### Given task
Copy every one of the records below verbatim, keeping each line and its order unchanged.

Pointing records:
((

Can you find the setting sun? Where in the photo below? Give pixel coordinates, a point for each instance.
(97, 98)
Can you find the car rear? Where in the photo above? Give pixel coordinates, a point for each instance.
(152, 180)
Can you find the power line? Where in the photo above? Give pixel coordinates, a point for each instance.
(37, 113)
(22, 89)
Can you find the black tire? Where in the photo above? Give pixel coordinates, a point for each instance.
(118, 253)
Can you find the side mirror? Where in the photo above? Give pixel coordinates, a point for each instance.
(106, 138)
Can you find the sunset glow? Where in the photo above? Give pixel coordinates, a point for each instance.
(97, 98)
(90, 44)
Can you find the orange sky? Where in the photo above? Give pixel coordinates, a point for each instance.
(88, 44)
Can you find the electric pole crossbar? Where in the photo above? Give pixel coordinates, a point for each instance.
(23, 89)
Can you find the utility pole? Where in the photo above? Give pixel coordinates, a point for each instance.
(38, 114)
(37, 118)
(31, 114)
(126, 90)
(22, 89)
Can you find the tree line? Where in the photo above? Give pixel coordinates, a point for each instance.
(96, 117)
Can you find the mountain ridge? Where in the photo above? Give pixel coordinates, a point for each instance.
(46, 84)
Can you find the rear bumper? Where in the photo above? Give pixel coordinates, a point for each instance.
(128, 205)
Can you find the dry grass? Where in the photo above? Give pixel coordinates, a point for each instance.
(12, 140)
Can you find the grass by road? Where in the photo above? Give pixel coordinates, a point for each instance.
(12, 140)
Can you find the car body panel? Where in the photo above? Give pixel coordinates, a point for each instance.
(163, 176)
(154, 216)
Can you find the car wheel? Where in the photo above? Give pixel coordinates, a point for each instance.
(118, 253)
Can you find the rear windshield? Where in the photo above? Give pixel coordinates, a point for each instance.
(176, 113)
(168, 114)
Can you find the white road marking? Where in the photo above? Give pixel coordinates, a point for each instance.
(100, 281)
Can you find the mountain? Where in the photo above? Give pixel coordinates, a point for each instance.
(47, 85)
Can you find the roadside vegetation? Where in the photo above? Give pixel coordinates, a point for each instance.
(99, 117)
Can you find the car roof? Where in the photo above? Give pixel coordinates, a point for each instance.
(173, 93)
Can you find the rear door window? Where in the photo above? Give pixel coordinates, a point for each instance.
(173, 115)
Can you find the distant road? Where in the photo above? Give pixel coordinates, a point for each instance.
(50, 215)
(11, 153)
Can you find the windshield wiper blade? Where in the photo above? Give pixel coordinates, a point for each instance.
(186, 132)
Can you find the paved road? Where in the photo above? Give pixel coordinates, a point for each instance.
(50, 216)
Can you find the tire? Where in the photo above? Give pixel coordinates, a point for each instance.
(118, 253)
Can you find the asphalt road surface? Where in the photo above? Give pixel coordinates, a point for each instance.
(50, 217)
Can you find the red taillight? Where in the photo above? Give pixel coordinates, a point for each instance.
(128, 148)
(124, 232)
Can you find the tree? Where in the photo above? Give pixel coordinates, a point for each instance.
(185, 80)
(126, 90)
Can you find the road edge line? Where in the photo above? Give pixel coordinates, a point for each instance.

))

### Written answer
Can you find the setting sun? Where in the photo below? Give pixel coordinates, a point for each instance.
(97, 98)
Can you find the car rear? Where in the photo above? Give pixel coordinates, a point for each instance.
(152, 180)
Can you find the power line? Where in the photo above? Give pixel coordinates, a point for each instance.
(37, 113)
(22, 89)
Can you find the black tire? Where in the photo above? Give pixel coordinates, a point for each instance.
(118, 253)
Can you find the side mirror? Where in the photo above? Give pixel coordinates, a point for each instance.
(106, 138)
Can you find the sunset glow? Where in the photo above? Give pixel coordinates, a point for each instance.
(97, 98)
(90, 44)
Can you find the orange sky? Where in the photo above? Give pixel coordinates, a point for each instance.
(88, 44)
Can you find the electric pole crossbar? Where in the photo above? Give pixel coordinates, a point for each instance.
(23, 89)
Can you find the utility pole? Where in the photo above? Give pixel coordinates, a point for each instance.
(38, 114)
(37, 118)
(31, 114)
(126, 90)
(22, 89)
Can you find the tree line? Where in the photo above? Give pixel coordinates, a point for each instance.
(96, 117)
Can you find the mountain ridge? Where in the photo above? Give pixel coordinates, a point for each instance.
(46, 84)
Can you find the rear bumper? Where in the photo above? Give pixel coordinates, a point for each instance.
(128, 205)
Can you find the dry grass? Where in the photo above? Give pixel coordinates, a point for each instance.
(12, 140)
Can you find the grass by road? Where in the photo above? Give pixel coordinates, a point for each instance.
(12, 140)
Can you find the car body panel? Where in the photo above? Give pixel coordinates, a point for each instance.
(163, 176)
(154, 216)
Can you find the car wheel? Where in the photo above? Give pixel coordinates, a point for each instance.
(118, 253)
Can you find the rear windshield? Where in the photo above? Give pixel coordinates, a point for each instance.
(176, 113)
(168, 114)
Can you find the white road marking? Where in the photo above? Give pixel coordinates, a point for each instance.
(100, 281)
Can you find the mountain? Where in the photo above? Give pixel coordinates, a point for each instance.
(47, 85)
Can you find the roadside vegetation? Where in the photo above? Give pixel coordinates, a point for each instance.
(99, 117)
Can you find the car roof? Where in the photo above? Give pixel coordinates, a point for each instance.
(173, 93)
Can you find the rear door window? Where in the photo above? Give pixel coordinates, a point for each instance.
(173, 115)
Can you find the distant road? Where in the photo above? Give pixel coordinates, a point for each instance.
(50, 215)
(11, 153)
Can you find the windshield wiper blade? Where in the photo above? Give pixel coordinates, a point for each instance.
(186, 132)
Can you find the paved road? Where in the photo above? Give pixel coordinates, a point for each instance.
(50, 216)
Can you find the tire? Where in the photo above? Give pixel coordinates, a point for each instance.
(118, 253)
Can you find the asphalt road surface? Where in the photo above? Give pixel coordinates, a point for each instance.
(50, 217)
Can you find the red taillight? Where in the photo above? Give pixel coordinates, a point for each instance.
(128, 148)
(124, 232)
Can you find the tree? Where in the photo above? Give pixel coordinates, a point for each instance.
(185, 80)
(126, 90)
Can you find the road edge line? Where in the photo above? Give pixel coordinates, a point for each instance.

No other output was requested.